SAUSSURE FERDINAND DE (1857-1913)
Portée et limites d'une œuvre
Le grand dessein de Saussure est d'étudier « la langue envisagée en elle-même et pour elle-même ». Latent ou exprimé, il existe chez un prédécesseur, l'Américain W. D. Whitney, et deux contemporains, les Polonais de Russie, Baudouin de Courtenay et Kruszewski, dont on sait que Saussure les tenait en grande estime. Mais, sans diminuer l'importance de la contribution de Baudouin à la genèse de la phonologie, on peut dire que c'est sur une base saussurienne que s'est développée, en Europe, la linguistique générale. Cette linguistique, Saussure la conçoit comme le chapitre central d'une sémiologie qui doit étudier les systèmes de signes. Ce qui distingue le signe du symbole est son caractère arbitraire. Des discussions, un peu vaines, se sont élevées au sujet de ce dernier terme. Il est clair, en tout cas, que les deux composants du signe, signifié et signifiant, indissociables comme les deux faces d'une feuille de papier, ont chacun, en tant que concept et en tant qu'image acoustique, sa propre substance, et il n'y a, entre les deux substances, aucun rapport naturel. Cet arbitraire établit le caractère social des faits linguistiques. Il est un des aspects d'une autonomie linguistique qui implique également le choix et la délimitation des signifiés. De là se dégage également la notion de valeur qui suppose « un système d'équivalence entre des choses d'ordres différents ».
L'opposition entre langue et parole, considérée comme fondamentale, oppose le social à l'individuel. Ce sont là les concepts saussuriens qui se sont le plus vite répandus et généralement imposés, inspirés qu'ils étaient par une sociologie durkheimienne à la mode. Ce sont aussi les plus mal définis, ceux sur la valeur exacte desquels on s'accorde le moins, et il n'est pas sûr que Saussure lui-même s'y retrouve toujours. Sur ce point, où il cède à la pression d'une autre discipline, il a failli à son programme d'étudier le phénomène linguistique en lui-même et pour lui-même. Le principe bühlérien de la pertinence permet de faire l'économie d'une dichotomie qui n'a rien gagné à se voir relayée par la compétence et la « performance » chomskyennes.

Consigne de l'exercice: Selon le texte sur Saussure, qu'est-ce qui distingue le signe du symbole ?

Données fournies:
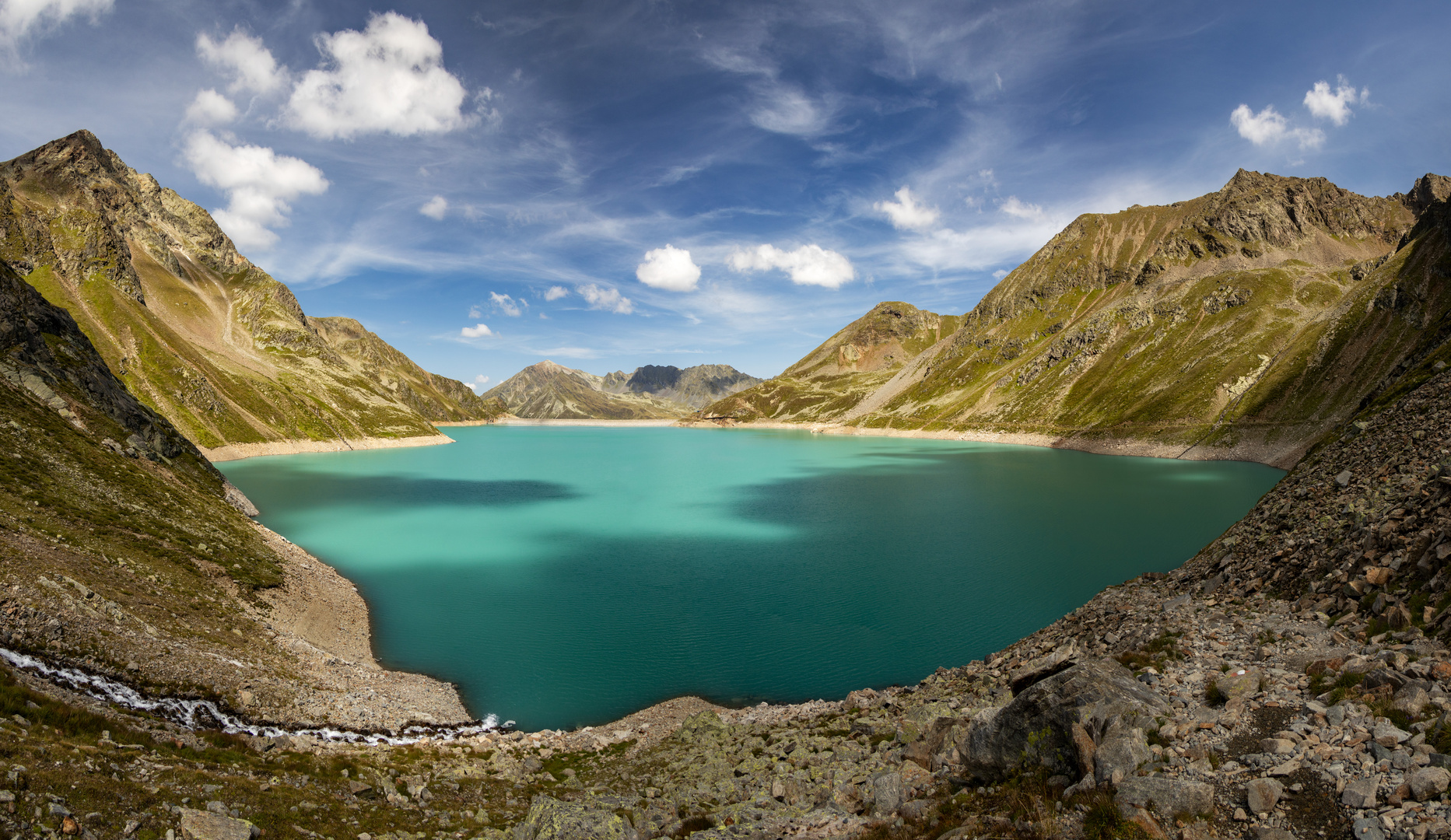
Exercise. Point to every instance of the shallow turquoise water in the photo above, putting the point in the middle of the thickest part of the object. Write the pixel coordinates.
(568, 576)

...

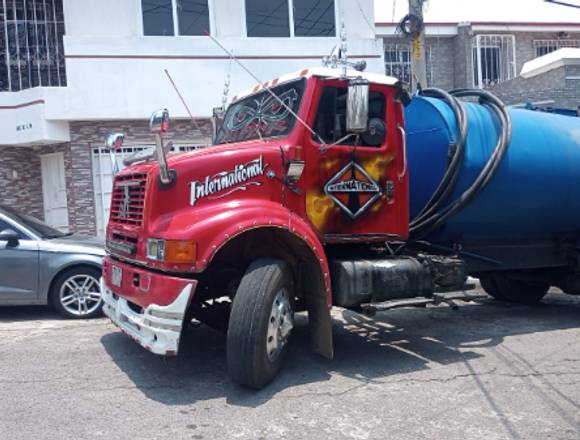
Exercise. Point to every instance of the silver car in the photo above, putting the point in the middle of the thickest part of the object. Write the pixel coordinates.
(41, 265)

Exemple corrigé: Son caractère arbitraire.